▶ What to produce:
Answer these from the tokenizer class documentation below:
(a) What is the default value of skip_special_tokens in decode()?
(b) If padding would use a length of 250 and pad_to_multiple_of is 8, what length is padded to?
(c) What argument does clone() take, and what is its default?

▶ Extracted text:
┌────────
The tokenizer class

The tokenizer class

Methods

Public methods


Method new()

Usage

tokenizer$new(model)


Method train()

Usage

tokenizer$train(files, trainer = NULL)


Method encode()

Usage

tokenizer$encode(
  sequence,
  pair = NULL,
  is_pretokenized = FALSE,
  add_special_tokens = TRUE
)


Method decode()

Usage

tokenizer$decode(ids, skip_special_tokens = TRUE)


Method get_vocab()

Usage

tokenizer$get_vocab(with_added_tokens = FALSE)


Method save()

Usage

tokenizer$save(path, pretty = FALSE)


Method token_to_id()

Usage

tokenizer$token_to_id(token)


Method encode_batch()

Usage

tokenizer$encode_batch(
  inputs,
  is_pre_tokenized = FALSE,
  add_special_tokens = TRUE
)


Method enable_padding()

Enable the padding

Usage

tokenizer$enable_padding(
  direction = "right",
  pad_id = 0,
  pad_type_id = 0,
  pad_token = "[PAD]",
  length = NULL,
  pad_to_multiple_of = NULL
)

Arguments

direction

(str, optional, defaults to right) – The direction in which to pad. Can be either right or left

pad_id

(int, defaults to 0) – The id to be used when padding

pad_type_id

(int, defaults to 0) – The type id to be used when padding

pad_token

(str, defaults to [PAD]) – The pad token to be used when padding

length

(int, optional) – If specified, the length at which to pad. If not specified we pad using the size of the longest sequence in a batch.

pad_to_multiple_of

(int, optional) – If specified, the padding length should always snap to the next multiple of the given value. For example if we were going to pad with a length of 250 but pad_to_multiple_of=8 then we will pad to 256.


Method clone()

The objects of this class are cloneable with this method.

Usage

tokenizer$clone(deep = FALSE)

Arguments

deep

Whether to make a deep clone.
└────────
▶ Available data:
┌────────
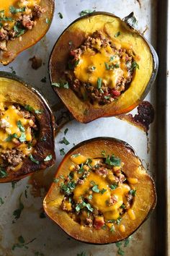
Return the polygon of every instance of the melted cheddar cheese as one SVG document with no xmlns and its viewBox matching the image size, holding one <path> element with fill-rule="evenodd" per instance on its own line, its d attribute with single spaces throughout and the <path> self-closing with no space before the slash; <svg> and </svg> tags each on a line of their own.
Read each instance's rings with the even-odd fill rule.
└────────
▶ Task solution:
(a) TRUE
(b) 256
(c) deep, which defaults to FALSE